◆ Problem details
Swap "trial run" for "practice round" wherever it occurs in the items below, and reproduce all of them otherwise unchanged. Omit any pictures from your answer.

>>

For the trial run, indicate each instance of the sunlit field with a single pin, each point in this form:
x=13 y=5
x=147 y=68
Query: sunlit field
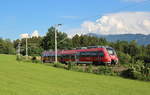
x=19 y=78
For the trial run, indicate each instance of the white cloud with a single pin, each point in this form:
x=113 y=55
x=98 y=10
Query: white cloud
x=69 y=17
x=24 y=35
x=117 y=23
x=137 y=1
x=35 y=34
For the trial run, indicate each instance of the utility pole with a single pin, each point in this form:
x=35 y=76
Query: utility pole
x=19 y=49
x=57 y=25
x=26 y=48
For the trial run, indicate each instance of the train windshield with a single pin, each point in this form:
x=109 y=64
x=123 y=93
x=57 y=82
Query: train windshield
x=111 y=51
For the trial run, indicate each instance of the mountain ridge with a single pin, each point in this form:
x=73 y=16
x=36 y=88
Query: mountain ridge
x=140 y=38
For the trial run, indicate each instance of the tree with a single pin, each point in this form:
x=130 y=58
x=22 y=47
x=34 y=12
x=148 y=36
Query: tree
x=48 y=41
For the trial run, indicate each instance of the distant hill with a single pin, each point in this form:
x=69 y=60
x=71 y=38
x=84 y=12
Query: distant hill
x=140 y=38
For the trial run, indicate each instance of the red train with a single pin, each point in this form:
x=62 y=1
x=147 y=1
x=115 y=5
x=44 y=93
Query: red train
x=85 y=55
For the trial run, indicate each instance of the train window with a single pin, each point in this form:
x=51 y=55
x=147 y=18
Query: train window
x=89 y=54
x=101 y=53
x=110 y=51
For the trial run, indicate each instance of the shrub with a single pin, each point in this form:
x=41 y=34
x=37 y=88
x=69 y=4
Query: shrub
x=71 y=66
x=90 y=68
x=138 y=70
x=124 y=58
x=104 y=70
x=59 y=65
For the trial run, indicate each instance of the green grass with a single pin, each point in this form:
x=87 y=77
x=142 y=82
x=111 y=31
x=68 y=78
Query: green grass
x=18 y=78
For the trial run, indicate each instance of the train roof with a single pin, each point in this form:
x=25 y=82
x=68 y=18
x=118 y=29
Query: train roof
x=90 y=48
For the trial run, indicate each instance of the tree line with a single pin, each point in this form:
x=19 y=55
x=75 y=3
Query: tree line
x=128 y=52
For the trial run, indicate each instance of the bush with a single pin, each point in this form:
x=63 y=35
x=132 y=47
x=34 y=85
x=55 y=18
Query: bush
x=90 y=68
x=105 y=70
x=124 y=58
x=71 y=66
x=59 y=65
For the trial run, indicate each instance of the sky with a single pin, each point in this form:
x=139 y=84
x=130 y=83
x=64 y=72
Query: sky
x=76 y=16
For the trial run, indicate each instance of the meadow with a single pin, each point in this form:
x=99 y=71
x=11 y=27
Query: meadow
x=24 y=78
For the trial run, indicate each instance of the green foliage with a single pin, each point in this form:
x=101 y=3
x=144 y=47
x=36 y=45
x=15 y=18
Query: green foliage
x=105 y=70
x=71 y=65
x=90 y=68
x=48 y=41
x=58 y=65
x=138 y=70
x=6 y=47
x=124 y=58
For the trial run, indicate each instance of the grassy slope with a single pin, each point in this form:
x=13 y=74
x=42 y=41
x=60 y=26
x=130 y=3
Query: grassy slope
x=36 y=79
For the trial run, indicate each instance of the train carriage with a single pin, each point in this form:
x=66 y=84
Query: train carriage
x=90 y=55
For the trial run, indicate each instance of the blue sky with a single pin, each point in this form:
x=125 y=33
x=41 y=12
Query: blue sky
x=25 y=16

<<

◆ Task response
For the practice round, indicate each instance of the sunlit field with a single pin, each point in this form:
x=13 y=5
x=147 y=68
Query: sunlit field
x=19 y=78
For the practice round, indicate each instance of the white cloud with a single pin, each point in this form:
x=113 y=55
x=98 y=10
Query: white cloud
x=69 y=17
x=24 y=35
x=117 y=23
x=137 y=1
x=35 y=34
For the practice round, indicate each instance of the utility pole with a single pin, each point in this form:
x=35 y=76
Query: utility pole
x=19 y=49
x=57 y=25
x=26 y=48
For the practice round, indicate each instance of the train windshield with a single pin, each point in this form:
x=109 y=64
x=123 y=93
x=57 y=82
Query: train windshield
x=111 y=51
For the practice round, indicate each instance of the mountain ridge with a single pin, each point in this form:
x=73 y=16
x=36 y=88
Query: mountain ridge
x=140 y=38
For the practice round, indicate each instance of the tree with a single pin, each point in this form:
x=130 y=58
x=22 y=47
x=34 y=12
x=148 y=36
Query: tree
x=48 y=41
For the practice round, indicate each instance of the distant hill with a single pin, each point in this form:
x=69 y=60
x=71 y=38
x=84 y=12
Query: distant hill
x=140 y=38
For the practice round, indicate each instance of the red train with a single pin, each point in this form:
x=62 y=1
x=147 y=1
x=115 y=5
x=44 y=93
Query: red train
x=85 y=55
For the practice round, indicate each instance of the train window with a single pin, each point in this form:
x=51 y=55
x=147 y=18
Query: train window
x=89 y=54
x=101 y=53
x=110 y=51
For the practice round, indicate each instance of the shrub with a single pin, each point in this form:
x=41 y=34
x=37 y=88
x=69 y=4
Query: shrub
x=71 y=66
x=90 y=68
x=138 y=70
x=124 y=58
x=104 y=70
x=59 y=65
For the practice round, indicate each instance of the green grass with a single pin, each point in this form:
x=87 y=77
x=142 y=82
x=111 y=31
x=68 y=78
Query: green grass
x=18 y=78
For the practice round, indicate each instance of the train roof with a single pin, each point in this form:
x=25 y=82
x=68 y=18
x=118 y=29
Query: train roof
x=90 y=48
For the practice round, indicate each instance of the tree line with a single pin, each point in this form:
x=19 y=55
x=75 y=3
Query: tree line
x=128 y=52
For the practice round, indicate each instance of the bush with a single pin, each point in this form:
x=63 y=35
x=132 y=47
x=34 y=85
x=55 y=18
Query: bush
x=90 y=68
x=105 y=70
x=124 y=58
x=71 y=66
x=59 y=65
For the practice round, indicate each instance of the sky with a single pin, each point in this form:
x=139 y=84
x=130 y=83
x=64 y=72
Query: sky
x=76 y=16
For the practice round, indicate each instance of the meadow with a single pin, each point in this form:
x=99 y=71
x=11 y=27
Query: meadow
x=24 y=78
For the practice round, indicate each instance of the green foliage with a single pin, each point in this form:
x=101 y=3
x=144 y=47
x=36 y=45
x=15 y=18
Query: green foliage
x=105 y=70
x=71 y=65
x=90 y=68
x=48 y=41
x=58 y=65
x=138 y=70
x=6 y=47
x=124 y=58
For the practice round, indicate each instance of the grassy slope with a single pin, each point in this form:
x=13 y=74
x=42 y=41
x=60 y=26
x=130 y=3
Query: grassy slope
x=36 y=79
For the practice round, indicate each instance of the train carriage with a single pin, each point in this form:
x=66 y=84
Query: train carriage
x=90 y=55
For the practice round, indicate each instance of the blue sky with a single pin, each point in this form:
x=125 y=33
x=41 y=12
Query: blue sky
x=25 y=16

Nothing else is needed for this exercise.